(Beginning of Excerpted text)

Nick Pogorelec’s goals when graduating from Beaver Dam High School in 2013 did not include becoming a teacher or returning to Beaver Dam.
But after graduating from the University of Wisconsin-Madison with a bachelor's degree in sociology, Pogorelec discovered there was a need for substitute teachers in the Beaver Dam School District. He soon discovered a new career path.
“I really enjoyed coming to my job and working with the students,” Pogorelec said. “I liked to see them accomplish their goals.”
Now his goals include further education.
“I’m in a program at Edgewood College to get my master's in education and my teaching license at the same time,” Pogorelec said.
Pogorelec said colleagues have told him teachers received better benefits before the Wisconsin Act 10 legislation passed in 2011 and that more people were interested in the career prior to those changes.
That didn't change his drive to be a public school teacher.
“Everyone has skills, and you should put your skills to their best use," he said. "That’s why I want to be a high school teacher.”
Republican leaders say the Legislature passed Act 10 to address a budget deficit. Teachers throughout the state protested the legislation because it primarily affected collective bargaining, compensation, retirement, health insurance and sick leave for public sector employees.
Beaver Dam Unified School District human resources director Michael Nault said fewer people are pursuing education as a career due to the negativity created by the Act 10 debate and protests. At the same time, he said baby boomers are retiring from the education field at a significant pace.

(End of Excerpted text)
(Beginning of Listed entries)

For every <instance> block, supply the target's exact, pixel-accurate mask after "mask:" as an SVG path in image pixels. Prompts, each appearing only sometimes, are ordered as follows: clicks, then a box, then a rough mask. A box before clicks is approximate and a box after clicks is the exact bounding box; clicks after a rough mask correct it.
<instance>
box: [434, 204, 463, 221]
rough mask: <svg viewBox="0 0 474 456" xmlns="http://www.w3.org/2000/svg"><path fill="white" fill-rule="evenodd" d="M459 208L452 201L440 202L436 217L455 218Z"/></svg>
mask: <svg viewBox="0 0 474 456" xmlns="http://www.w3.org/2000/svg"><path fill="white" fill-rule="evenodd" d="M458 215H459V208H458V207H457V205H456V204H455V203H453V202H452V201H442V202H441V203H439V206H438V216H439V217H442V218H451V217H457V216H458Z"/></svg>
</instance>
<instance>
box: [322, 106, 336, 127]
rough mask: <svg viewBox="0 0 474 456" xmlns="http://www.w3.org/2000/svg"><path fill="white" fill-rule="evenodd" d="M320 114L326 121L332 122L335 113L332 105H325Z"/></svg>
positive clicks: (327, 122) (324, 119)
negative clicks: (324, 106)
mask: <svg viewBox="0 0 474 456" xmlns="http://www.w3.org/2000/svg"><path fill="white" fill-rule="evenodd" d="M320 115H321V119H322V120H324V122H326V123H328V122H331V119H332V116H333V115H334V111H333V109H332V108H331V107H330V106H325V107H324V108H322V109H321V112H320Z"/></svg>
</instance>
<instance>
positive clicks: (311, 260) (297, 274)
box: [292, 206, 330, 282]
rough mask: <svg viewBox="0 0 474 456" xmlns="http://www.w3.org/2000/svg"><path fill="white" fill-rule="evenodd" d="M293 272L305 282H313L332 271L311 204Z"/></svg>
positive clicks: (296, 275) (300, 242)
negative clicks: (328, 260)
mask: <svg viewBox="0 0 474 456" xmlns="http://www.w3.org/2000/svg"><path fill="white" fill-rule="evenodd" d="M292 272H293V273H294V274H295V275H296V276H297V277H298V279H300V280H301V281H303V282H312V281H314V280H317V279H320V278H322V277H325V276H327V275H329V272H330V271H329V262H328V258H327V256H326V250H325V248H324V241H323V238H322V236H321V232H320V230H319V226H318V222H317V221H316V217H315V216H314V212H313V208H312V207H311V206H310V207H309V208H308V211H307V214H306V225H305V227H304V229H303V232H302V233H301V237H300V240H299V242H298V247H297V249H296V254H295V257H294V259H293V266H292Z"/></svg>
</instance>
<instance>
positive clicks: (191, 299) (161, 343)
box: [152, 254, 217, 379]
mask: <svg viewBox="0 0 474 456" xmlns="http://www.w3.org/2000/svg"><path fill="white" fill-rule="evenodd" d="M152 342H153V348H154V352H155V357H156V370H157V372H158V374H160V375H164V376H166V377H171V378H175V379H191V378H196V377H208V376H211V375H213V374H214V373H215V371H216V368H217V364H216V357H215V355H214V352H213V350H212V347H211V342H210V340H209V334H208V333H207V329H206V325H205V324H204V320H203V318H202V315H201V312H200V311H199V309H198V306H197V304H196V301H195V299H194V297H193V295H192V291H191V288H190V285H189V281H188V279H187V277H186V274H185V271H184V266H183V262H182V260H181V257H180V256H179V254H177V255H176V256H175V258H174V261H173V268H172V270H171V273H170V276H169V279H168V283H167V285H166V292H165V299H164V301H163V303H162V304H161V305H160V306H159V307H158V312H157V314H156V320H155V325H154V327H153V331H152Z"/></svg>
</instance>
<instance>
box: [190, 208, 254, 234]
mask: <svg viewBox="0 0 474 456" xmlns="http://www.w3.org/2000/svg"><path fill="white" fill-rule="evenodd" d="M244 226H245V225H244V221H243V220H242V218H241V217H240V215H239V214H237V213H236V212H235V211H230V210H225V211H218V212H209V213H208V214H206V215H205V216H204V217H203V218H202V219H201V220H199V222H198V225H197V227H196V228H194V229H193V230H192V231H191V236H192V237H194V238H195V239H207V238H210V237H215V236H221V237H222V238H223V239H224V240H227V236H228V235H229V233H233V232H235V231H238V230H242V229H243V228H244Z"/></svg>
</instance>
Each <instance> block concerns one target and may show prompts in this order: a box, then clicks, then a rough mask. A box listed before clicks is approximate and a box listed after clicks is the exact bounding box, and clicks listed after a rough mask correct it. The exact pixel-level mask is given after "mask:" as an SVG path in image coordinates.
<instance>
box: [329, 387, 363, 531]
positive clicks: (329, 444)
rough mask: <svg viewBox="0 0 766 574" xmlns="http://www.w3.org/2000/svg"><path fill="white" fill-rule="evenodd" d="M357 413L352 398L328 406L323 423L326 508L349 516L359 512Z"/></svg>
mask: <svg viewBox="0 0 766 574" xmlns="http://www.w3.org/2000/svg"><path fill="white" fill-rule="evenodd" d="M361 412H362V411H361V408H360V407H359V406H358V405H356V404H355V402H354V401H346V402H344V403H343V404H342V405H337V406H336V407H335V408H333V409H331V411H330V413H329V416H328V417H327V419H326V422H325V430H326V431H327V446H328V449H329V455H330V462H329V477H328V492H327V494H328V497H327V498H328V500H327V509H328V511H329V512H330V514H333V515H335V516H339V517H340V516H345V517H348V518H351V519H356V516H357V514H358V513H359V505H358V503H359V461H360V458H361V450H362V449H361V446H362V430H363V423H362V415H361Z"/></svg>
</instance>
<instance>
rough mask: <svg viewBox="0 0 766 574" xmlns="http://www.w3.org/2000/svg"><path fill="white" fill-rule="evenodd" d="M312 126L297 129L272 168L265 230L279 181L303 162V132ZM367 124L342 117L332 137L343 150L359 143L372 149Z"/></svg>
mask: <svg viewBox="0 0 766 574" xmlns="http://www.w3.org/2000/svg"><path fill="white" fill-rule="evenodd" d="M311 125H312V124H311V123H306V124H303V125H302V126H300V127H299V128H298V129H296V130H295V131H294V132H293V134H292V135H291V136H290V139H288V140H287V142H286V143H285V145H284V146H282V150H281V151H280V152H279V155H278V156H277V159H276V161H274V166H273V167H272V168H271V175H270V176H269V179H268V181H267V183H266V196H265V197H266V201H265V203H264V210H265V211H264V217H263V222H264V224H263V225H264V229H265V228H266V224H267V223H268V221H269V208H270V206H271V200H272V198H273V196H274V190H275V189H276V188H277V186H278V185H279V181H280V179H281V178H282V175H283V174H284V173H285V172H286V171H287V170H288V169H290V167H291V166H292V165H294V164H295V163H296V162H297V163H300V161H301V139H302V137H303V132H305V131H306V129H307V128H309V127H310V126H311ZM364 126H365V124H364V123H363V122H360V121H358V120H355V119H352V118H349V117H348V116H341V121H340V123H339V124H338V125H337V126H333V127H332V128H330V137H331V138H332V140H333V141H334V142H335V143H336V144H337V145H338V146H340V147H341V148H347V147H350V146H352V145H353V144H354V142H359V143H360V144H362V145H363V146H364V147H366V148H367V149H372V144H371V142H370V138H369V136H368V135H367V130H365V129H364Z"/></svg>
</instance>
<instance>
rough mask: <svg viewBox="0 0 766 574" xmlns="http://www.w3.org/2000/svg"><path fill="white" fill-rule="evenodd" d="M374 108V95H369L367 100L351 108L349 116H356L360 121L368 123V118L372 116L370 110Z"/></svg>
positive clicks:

(End of Listed entries)

▶ Directions
1/ According to the article on Beaver Dam teaching careers, what degree did Pogorelec earn at the University of Wisconsin-Madison?
2/ Extend the article on Beaver Dam teaching careers, beginning right after its final sentence.

▶ Outputs by task
1/ A bachelor's degree in sociology.

2/
“I’ve been in education for 37 years and an administrator for 28 years, and I have never seen anything like it,” Nault said of the need for more teachers.
He wonders if young teachers like Pogorelec represent a growing interest in the field.
“The question is if it is plateauing,” Nault said “Hopefully it will rebound and we will have a strong field of candidates down the road.”
Baraboo School District Superintendent Lori Mueller echoed Nault's concerns.
“I believe that the Baraboo School District started to realize smaller pools of teaching candidates for specialized positions such as specialized education and career and technology education teachers three years ago,” Mueller said. “In the most recent years, we are noting reduced pools of candidates for many positions."
Both Beaver Dam and Baraboo said their hiring processes have become more aggressive as they look for eager new teachers. School districts are now seeking out university students who might fill their open positions upon graduation.
Nault said he traveled to the University of Wisconsin-Stout to interview students who might fill a technical education teacher vacancy.
"It was the first time in my career that I got into the car and went to participate in the interviews," Nault said. "There were 12 interviewees and eight students. We have to reach out more than we did in the past.”
Mueller said schools are working harder to make teaching careers more attractive.
“Our teacher compensation system offers incentives, professional development and growth," Mueller said. "Additionally, teachers can access up to $1,500 annually for credit reimbursement to take coursework that supports their work with students and aligns with district priorities."
The district also uses a coaching model that encourages teachers to offer feedback and support for each other, she said.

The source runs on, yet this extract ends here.